### The tasks:
1. In the guest blog on what makes a poem great, on which page of the anthology does the poem "Still Life" appear?
2. Decide whether each statement agrees with the guest blog on what makes a poem great, answering yes or no and quoting the words that decide it: (a) Celia Bland gave the writer a copy of The Breath of Parted Lips. (b) The poem "Still Life" was written by Robert Frost. (c) The man in the video is in his mid-fifties.
3. Continue the guest blog on what makes a poem great from the point where it stops.

What Makes a Poem Great? by Gretchen Primack

(Gretchen Primack’s chapbook is The Slow Creaking of Planets. She’ll teach a workshop at the Woodstock Writers Festival next April. Here’s her guest blog.)

It’s all well and good that Emily Dickinson describes great poetry as the kind that makes you feel like your head’s exploding, but how often does that actually happen? For me it’s far too rare. But ah, when it happens….

A while back, my friend Celia Bland gave me a copy of The Breath of Parted Lips: Voices from the Robert Frost Place Vol. II. I started paging through a few weeks ago and made my usual, “Gee, that’s pretty good” and “Meh” and “Nice images, but why the weak ending?” kind of mental notes. Then I turned to page 40, where the poem “Still Life” by William Carpenter waited for me.

I’m playing my videotape again of the beach scene:
Surf crashes, couple of girls walk by, palm trees
shake out their dreadlocks in the tropical breeze.

Right away I was struck. Casual but crafted; sense of place, both in the speaker’s house and in the vacation scene; lots of energy; apt and useful and pleasurable image—where’s this going? I wanted to keep reading.

The lens zooms in on a man in his mid-seventies,
who looks like me in the future. I pause him. I
study the image to see what I’ll become.

In three lines, a sense of time, mortality, family, distance yet intimacy. And that “I pause him”: That’s when I felt my first physical tug. He’s pausing time and memory and his father. He’s giving us enough information but not too much that we readers can’t participate, always such a challenging balance to obtain. I loved the language and syntax—he wasn’t being “poetic” in that way that makes poems distant, inaccessible, false. Instead, his diction and sentence structure felt careful and lovely and accurate.

………………………………………………..….Then
the man waves, hitches his trunks up, wades out
into the deepening water and dives right in.

So the speaker pushes play because he wants to see this man live. And what a touching, tender detail about the trunks—even the word “trunks” touched me—that lends such vulnerability and intimacy to the video and the viewing of it, and also to the poem. And these little lines say so much about the character and situation of the man plunging into deepening water.

Now we see only his head in a wave trough, after-
wards he’s gone. I put the videocamera down and yell,
but there’s no response.

Well, there was a response here! I felt my stomach crinkle into a ball of tin foil. Ten and a half lines into a poem by a stranger, I wanted to climb into the poem and then into its video so I could run to the beach and hold the cameraman—cameraboy? cameraman who felt like a boy?—and splash into the waves to find the “gone” man. A few lines later, after the lens swept over an ocean that was “what anything looks like after a meal,/full and serene,” the speaker pushes rewind and

……………………………………………….…he reappears,
the top of his head first, then the whole body,
which swims for a moment in reverse—quite a trick
at that age—then backs just like a stunt man out
of a breaking wave.

Records in a dataset:

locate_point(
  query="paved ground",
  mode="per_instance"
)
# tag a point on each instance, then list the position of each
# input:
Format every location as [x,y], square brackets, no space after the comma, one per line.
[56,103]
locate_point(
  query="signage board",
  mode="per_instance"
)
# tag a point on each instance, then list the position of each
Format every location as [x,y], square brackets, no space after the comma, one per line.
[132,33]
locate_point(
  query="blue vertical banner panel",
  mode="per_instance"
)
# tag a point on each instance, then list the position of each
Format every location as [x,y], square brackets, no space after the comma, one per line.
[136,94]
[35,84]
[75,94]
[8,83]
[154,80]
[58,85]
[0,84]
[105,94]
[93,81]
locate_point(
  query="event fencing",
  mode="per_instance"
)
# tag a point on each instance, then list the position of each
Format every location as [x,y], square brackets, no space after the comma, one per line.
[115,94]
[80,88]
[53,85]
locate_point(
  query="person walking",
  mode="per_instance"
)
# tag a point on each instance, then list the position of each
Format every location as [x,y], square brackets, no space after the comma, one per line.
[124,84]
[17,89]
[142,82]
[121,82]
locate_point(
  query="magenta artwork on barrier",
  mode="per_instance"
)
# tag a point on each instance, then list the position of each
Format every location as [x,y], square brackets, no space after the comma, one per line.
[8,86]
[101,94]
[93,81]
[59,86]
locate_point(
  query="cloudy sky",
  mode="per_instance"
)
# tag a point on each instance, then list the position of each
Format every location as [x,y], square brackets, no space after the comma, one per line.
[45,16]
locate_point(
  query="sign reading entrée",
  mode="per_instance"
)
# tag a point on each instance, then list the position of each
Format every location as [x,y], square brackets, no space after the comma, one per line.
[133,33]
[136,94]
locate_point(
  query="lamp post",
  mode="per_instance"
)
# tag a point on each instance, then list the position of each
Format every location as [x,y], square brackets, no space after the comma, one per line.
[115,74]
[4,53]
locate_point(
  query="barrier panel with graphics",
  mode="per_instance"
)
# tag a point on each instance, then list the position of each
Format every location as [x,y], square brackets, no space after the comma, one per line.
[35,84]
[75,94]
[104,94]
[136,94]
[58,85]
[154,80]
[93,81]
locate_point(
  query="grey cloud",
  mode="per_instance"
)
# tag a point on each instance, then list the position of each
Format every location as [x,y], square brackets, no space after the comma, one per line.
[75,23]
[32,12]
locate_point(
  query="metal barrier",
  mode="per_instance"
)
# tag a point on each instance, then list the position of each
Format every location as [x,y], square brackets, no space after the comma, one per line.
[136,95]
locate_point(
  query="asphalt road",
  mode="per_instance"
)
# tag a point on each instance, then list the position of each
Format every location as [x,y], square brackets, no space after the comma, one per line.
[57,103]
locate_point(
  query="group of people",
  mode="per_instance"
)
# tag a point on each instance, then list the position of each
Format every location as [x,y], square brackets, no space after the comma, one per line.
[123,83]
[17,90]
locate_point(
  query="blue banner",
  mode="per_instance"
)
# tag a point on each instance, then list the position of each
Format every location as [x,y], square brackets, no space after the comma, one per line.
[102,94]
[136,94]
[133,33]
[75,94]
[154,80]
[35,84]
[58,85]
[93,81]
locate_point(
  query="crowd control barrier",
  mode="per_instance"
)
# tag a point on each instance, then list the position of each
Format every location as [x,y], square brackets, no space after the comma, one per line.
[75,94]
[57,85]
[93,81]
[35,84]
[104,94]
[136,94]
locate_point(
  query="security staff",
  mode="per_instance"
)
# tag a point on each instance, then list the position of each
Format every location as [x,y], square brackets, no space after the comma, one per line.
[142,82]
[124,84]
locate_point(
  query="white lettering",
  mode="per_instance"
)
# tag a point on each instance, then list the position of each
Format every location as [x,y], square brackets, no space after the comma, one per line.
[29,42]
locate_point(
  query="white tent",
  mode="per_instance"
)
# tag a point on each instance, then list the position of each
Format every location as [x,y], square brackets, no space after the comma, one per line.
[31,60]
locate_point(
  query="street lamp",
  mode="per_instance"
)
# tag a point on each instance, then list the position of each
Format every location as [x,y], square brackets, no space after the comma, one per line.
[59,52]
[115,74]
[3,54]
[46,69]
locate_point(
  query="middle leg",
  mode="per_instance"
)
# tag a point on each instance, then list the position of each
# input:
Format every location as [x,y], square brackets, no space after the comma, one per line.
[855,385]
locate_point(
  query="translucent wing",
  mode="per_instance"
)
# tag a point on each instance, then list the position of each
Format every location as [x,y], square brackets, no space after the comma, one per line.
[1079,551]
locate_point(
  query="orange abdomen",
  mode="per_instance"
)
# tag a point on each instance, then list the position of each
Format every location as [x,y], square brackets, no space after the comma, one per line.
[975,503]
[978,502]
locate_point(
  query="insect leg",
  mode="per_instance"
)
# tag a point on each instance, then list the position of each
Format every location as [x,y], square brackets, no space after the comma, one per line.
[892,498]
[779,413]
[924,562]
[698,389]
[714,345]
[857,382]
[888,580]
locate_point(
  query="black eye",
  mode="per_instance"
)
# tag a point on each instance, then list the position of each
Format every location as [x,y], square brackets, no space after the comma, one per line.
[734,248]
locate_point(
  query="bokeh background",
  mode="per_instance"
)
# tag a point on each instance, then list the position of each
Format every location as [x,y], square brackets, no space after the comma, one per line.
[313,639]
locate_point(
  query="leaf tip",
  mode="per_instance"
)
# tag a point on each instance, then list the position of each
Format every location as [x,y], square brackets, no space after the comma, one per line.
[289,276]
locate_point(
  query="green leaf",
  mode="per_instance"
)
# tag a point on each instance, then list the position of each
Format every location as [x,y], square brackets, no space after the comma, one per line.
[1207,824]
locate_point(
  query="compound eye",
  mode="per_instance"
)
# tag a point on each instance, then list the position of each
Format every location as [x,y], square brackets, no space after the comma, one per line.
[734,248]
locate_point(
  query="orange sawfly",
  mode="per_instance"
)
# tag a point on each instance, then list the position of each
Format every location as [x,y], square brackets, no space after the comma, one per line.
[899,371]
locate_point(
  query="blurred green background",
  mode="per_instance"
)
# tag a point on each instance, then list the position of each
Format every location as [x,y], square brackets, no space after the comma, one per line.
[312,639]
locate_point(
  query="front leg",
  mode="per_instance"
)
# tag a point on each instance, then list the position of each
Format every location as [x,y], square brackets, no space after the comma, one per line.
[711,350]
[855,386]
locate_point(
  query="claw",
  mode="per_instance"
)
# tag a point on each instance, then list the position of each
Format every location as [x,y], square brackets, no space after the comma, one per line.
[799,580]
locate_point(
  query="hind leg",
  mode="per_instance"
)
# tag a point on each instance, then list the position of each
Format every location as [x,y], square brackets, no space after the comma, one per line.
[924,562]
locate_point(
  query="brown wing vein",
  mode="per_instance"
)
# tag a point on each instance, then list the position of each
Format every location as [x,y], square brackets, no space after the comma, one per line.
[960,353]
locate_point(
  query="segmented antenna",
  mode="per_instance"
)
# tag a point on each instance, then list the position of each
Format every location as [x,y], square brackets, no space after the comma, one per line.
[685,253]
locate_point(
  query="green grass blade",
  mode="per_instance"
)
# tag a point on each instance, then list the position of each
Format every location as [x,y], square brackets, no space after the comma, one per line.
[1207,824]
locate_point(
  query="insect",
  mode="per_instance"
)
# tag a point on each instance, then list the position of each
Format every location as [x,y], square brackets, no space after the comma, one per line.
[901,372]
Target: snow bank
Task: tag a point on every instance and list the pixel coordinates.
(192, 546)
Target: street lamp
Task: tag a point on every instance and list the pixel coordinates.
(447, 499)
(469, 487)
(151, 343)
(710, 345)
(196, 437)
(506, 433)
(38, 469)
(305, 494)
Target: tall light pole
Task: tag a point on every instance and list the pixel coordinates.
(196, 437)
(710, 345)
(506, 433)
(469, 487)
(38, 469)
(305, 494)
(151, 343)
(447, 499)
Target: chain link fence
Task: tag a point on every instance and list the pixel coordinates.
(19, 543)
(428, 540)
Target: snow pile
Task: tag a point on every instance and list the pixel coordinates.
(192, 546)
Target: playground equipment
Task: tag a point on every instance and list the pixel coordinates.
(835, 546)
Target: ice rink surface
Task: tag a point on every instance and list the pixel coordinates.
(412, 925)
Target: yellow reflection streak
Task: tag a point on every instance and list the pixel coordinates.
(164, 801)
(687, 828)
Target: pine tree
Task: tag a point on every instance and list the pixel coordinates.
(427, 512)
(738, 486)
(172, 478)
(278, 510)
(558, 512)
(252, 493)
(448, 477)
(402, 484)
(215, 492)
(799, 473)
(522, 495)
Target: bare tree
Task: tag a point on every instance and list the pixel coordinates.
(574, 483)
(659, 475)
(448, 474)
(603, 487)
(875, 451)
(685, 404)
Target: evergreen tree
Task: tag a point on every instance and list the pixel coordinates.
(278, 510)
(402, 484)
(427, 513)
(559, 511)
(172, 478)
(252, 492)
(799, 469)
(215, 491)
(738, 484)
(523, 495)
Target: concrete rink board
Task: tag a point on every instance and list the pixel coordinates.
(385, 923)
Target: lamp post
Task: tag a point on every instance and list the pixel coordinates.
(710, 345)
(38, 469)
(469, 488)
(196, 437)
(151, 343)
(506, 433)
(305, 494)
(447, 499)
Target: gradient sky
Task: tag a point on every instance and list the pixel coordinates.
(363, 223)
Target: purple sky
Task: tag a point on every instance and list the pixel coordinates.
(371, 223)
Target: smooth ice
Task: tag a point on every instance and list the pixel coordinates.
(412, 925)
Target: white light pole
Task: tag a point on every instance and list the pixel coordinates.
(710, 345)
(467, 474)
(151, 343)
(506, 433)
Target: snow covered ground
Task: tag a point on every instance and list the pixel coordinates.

### Expected answers:
1. Page 40.

2.
(a) Yes: "my friend Celia Bland gave me a copy of The Breath of Parted Lips"
(b) No: "the poem “Still Life” by William Carpenter"
(c) No: "a man in his mid-seventies"

3.
I love poems that discover and reveal, poems in which I can feel the writer and speaker discovering and revealing. I want to open the gift of a poem, becoming more and more in the know of its world as I read. I could feel that—and I mean feel that—in “Still Life.” I was discovering what was happening in the video and to the person watching the video, and then another piece of wrapping paper was shed:

…………………………………………………….I do this
every evening after the six-thirty news, and if I
rewind further, he turns around, smiles and waves,
keeps walking backwards right to the chair beside me
and sits down.

The speaker was letting me in on this obsessive, quiet moment, but he’s doing so with no syrup, just truth. I could feel the integrity and the pathos in my core. I could feel him bring back what had been utterly lost in the only way he could, feel the legitimacy and impossibility of that just as he did.

….And all those questions I never quite got to
ask him, where are they? I can’t find the words for them,
as I could never find the words when he was here; so we sit
here together with the sound off, father and son….

The relationship is revealed, all the more lovely for being intimated but not stated until we are sitting in the room (that repeated here, which reverberates on so many levels) with him. And again, here is tenderness without cloying. And what is more vulnerable than a writer saying he can’t find words? We know he isn’t lying, though we also know he is able to find words that help us see what it would be like to be speechless with a parent, a parent who will one day die and haunt those left behind, relationships never fully clarified.

By this point in my reading, I was uttering involuntary sounds, sure. But it was the ending that made me let out an audible groan of pain and pleasure:

…We get five minutes, which is as long as
the pause lasts, then he must go, as the instructions say,
or permanent damage may result. I push the play button
and he starts away again, hitches his trunks up, turns
around, waves once for the camera, and walks back in.

Yep: there went the top of my head.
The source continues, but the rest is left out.